▶ EXERCISE 1
In the eDNA discussion passage, how does Ficetola et al (2015) define taxa with high "detection probability"?
▶ EXERCISE 2
Resume the eDNA discussion passage, starting right after its final sentence.

▶ DOCUMENT PASSAGE
....

4. Discussion
We explored the impact of the number of PCR
replicates and read sampling depth, two common parameters in eDNA
experimental design, on estimates of taxonomic diversity. Using eDNA
extracts from six sites at three ecologically and geographically
distinct locations, we performed 24 PCR replicates for each of
metabarcodes: plant ITS (PITS) and fungal ITS (FITS). We then analyzed
these replicates by compiling data sets that included different read
sampling depths and minimum read cutoffs. We find that PCR replicates
are consistent in the composition (Figure 7) and relative abundance (RA)
(Figures 3 and S1) of high abundance taxa, but inconsistent in recovery
of low abundance taxa, and that even large numbers of PCR replicates are
insufficient to fully characterize diversity at any site.
When considering only high abundance taxa, our PCR replicates produced
community profiles that distinguished sites from each other, even sites
that are geographically proximate and presumably similar in community
composition (Figure 4). The majority of high abundance taxa were
detected in all 24 PCR replicates, excluding outlier PCRs. This result
provides empirical support for the modeling-based prediction by Ficetola
et al (2015) that PCR replicates will consistently detect taxa that have
high “detection probability”, which they define as taxa present in
high abundance relative to other taxa at a site. We also observed that
the number of reads assigned to a taxon within a PCR was positively
correlated to the frequency with which that taxon was observed across
PCR replicates (Figures 3, 7), which was also reported by Smith and Peay
(2014). Together, these results confirm that community profiles based on
high abundance taxa are replicable among PCRs and capable of
distinguishing sites. Minimal PCR replication is therefore necessary to
characterize sites using β diversity statistics that derive from high
abundance taxa.

....

▶ LISTED ENTRIES
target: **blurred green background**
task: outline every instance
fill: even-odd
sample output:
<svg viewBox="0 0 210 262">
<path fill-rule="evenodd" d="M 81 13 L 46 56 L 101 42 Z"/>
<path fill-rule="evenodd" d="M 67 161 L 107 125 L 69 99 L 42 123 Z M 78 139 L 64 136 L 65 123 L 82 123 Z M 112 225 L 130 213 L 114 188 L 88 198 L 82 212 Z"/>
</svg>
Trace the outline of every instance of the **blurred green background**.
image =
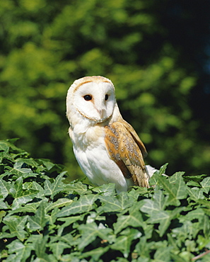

....

▶ WRITTEN RESPONSE 1
Taxa present in high abundance relative to other taxa at a site.

▶ WRITTEN RESPONSE 2
While high abundance taxa were recovered consistently among our PCR
replicates, low abundance taxa were not (Figures 1, 2, 6). Low abundance
taxa rarely occurred in PCR replicates; we observed some low abundance
taxa in several PCR replicates but most in only a single replicate.
Unsurprisingly, this stochasticity in recovery of low abundance affected
biodiversity statistics that rely on raw taxon counts, such as α
diversity. While this observation has been reported previously (e.g.
Beentjes et al., 2019; Ficetola et al., 2008) our results highlight how
the problem can be exacerbated by shallow sequencing read depths and low
minimum read cutoffs. Specifically, we find several fold differences in
maximum richness and rarefied richness among replicates depending on
what values we selected for read depth and minimum read cutoff. While
the stochasticity in recovery of low abundance taxa poses challenges in
interpretation of some biodiversity statistics, it tends not to
influence β diversity between sites measured as either presence-absence
(Figure 4) or RA (Figure S1), or on position with a PCoA.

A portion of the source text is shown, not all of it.